提示文:
###

「中高生ひとり一人の可能性を一人でも多く、最大限伸ばす」をミッションに掲げ、2010年の創業から次世代デジタル人材育成を手がけるEdTech企業、ライフイズテック。当社ではIT・プログラミング教育サービスを学生向けのキャンプやスクールだけでなく、企業で働く社会人に向けても提供しています。今回はDX事業部で活躍する樋口美紀さんに立ち上げ期から現在に至るまでの軌跡、さらに事業の意義や将来性についてお話をうかがいました。
Profile 樋口美紀(Miki Higuchi)DX事業部 エバンジェリスト 東京大学大学院教育学研究科修了後、大手精密機器メーカーに入社。エンタープライズ向けサービス事業のコンサルティング営業を担当後、同事業の事業企画スタッフとして中期戦略や年間予算の策定業務に従事。2021年2月、ライフイズテック入社。学校向けのオンラインプログラミング教材のマーケティングを担当したのち、法人向けのDX人材育成事業の立ち上げに従事。大手企業を中心に数多くの組織におけるDX人財育成やDXが進む組織カルチャーの醸成を支援している。
根っからの“教育オタク”が教育を仕事にするまで ──これまでのキャリアについて教えていただけますか? 教育系の大学院を修了しましたが、教育業界を一度離れ、最初のキャリアは大手の精密機器メーカーの総合職からスタートし、営業企画や事業企画など主に企画系の仕事に携わっていました。子どもの頃から好きな教科は図工!と即答するぐらい何かを創り出すことが好きなのと、同じぐらいの温度感で人が好きなタイプ。人々のコミュニケーションを豊かにするために、人間中心にものづくり・ことづくりを進める企業理念に惹かれ、入社を決めました 。
──教育系から製造業というのは異色といえば異色ですね 本音をいえば根っからの教育オタクで(笑)教職課程も受けていたし、教育に関するアルバイトも多く経験しました。ただ、当時の教育業界はレガシーな側面が強くて。教育という仕事の尊さは充分わかってはいたものの、新しいものを創りたいという想いが果たして教育現場で実現できるのか、という疑問もあり、製造業の世界に飛び込みました。
──その後、あらためて教育の世界に戻って来たいきさつを教えてください 前職の会社のことは今でも大好きです。大きな組織に在籍しながら中期戦略の立案や年間予算の策定といった重要なお仕事を経験し、充実した日々を送ってはいたのですが……経営方針の変更に伴い会社の理念が大きく変わった時に、転職を考えはじめました。

###

データ一覧:
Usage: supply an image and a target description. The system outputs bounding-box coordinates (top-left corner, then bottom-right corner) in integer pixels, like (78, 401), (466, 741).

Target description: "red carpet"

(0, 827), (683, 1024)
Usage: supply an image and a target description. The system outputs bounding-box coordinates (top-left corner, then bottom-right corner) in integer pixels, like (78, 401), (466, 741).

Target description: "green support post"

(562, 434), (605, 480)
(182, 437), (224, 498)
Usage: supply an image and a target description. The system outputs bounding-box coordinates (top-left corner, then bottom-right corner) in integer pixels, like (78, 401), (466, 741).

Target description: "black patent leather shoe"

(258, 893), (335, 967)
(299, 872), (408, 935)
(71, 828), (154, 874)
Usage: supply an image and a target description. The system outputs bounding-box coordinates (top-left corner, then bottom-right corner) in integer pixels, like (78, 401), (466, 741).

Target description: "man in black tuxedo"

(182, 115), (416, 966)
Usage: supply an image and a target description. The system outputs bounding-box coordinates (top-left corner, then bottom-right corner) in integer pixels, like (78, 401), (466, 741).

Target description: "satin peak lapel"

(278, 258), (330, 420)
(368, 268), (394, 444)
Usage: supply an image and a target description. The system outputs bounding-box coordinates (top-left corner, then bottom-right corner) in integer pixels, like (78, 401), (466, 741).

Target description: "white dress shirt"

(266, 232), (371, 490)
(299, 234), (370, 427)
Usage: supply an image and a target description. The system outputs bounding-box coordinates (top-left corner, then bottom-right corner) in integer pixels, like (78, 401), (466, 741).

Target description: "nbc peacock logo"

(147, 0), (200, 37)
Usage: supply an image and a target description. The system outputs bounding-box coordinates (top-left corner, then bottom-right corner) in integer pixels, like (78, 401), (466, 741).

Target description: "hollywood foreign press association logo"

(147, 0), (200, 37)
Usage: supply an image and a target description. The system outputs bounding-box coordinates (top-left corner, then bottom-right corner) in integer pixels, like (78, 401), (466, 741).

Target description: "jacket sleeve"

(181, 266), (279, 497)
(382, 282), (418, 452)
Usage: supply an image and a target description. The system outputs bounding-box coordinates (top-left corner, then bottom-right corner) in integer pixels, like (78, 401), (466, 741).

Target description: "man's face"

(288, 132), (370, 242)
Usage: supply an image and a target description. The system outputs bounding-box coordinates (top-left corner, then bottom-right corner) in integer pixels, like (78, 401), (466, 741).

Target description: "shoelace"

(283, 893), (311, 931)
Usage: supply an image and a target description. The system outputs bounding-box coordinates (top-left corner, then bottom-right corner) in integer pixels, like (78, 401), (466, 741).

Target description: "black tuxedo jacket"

###

取り組む課題:
[1] 提示文にある「前職の会社のことは今でも大好きです。」という一文を英語に訳しなさい。
[2] 提示文の「Profile 樋口美紀(Miki Higuchi)DX事業部」から「造業の世界に飛び込みました。」まで、終わりの語句も含めて一字も変えずに繰り返し書きなさい。
[3] 樋口美紀さんへのインタビューを扱った提示文を、最後の一文のあとから書き継ぎなさい。
資料は提示文の内容とは関係がありません。

課題別の解答:
[1] I still love the company I used to work for.

[2]
Profile 樋口美紀(Miki Higuchi)DX事業部 エバンジェリスト 東京大学大学院教育学研究科修了後、大手精密機器メーカーに入社。エンタープライズ向けサービス事業のコンサルティング営業を担当後、同事業の事業企画スタッフとして中期戦略や年間予算の策定業務に従事。2021年2月、ライフイズテック入社。学校向けのオンラインプログラミング教材のマーケティングを担当したのち、法人向けのDX人材育成事業の立ち上げに従事。大手企業を中心に数多くの組織におけるDX人財育成やDXが進む組織カルチャーの醸成を支援している。
根っからの“教育オタク”が教育を仕事にするまで ──これまでのキャリアについて教えていただけますか? 教育系の大学院を修了しましたが、教育業界を一度離れ、最初のキャリアは大手の精密機器メーカーの総合職からスタートし、営業企画や事業企画など主に企画系の仕事に携わっていました。子どもの頃から好きな教科は図工!と即答するぐらい何かを創り出すことが好きなのと、同じぐらいの温度感で人が好きなタイプ。人々のコミュニケーションを豊かにするために、人間中心にものづくり・ことづくりを進める企業理念に惹かれ、入社を決めました 。
──教育系から製造業というのは異色といえば異色ですね 本音をいえば根っからの教育オタクで(笑)教職課程も受けていたし、教育に関するアルバイトも多く経験しました。ただ、当時の教育業界はレガシーな側面が強くて。教育という仕事の尊さは充分わかってはいたものの、新しいものを創りたいという想いが果たして教育現場で実現できるのか、という疑問もあり、製造業の世界に飛び込みました。

[3]
ただ、転職活動を始めた当初は「これをやりたい」という明確な軸がなく、年収や福利厚生を基準に仕事探しをしていました。そんなときにやってきたのがコロナ禍です。一時帰休で、仕事ができない日々を送る中で、自身のキャリアを見つめ直す時間ができました。また帰休により一時的に月収は下がりましたが、生活ができることもわかりました。だったら何も条件に縛られることなく、本当に自分のやりたいことを軸に転職先を探してみたい。自然とベンチャーやスタートアップまで選択肢に加わることになりました。そこであらためてやりたいことは何かを突き詰めて考えた。その答えが「教育」だったのです。
──教育への思い入れには何か理由があるのでしょうか? 両親ともに教育に関する仕事に携わっていたので家庭環境によるものもあったのではないかと思いますが、最も自身の原体験になっていることは、大学時代のアルバイトでの経験です。中学受験対策の学習塾で、個別指導を担当したお子さんがいわゆるグレーゾーンのお子さんでした。数字の概念を理解することが難しい特性を持っていて、算数では手が止まってしまう状態でした。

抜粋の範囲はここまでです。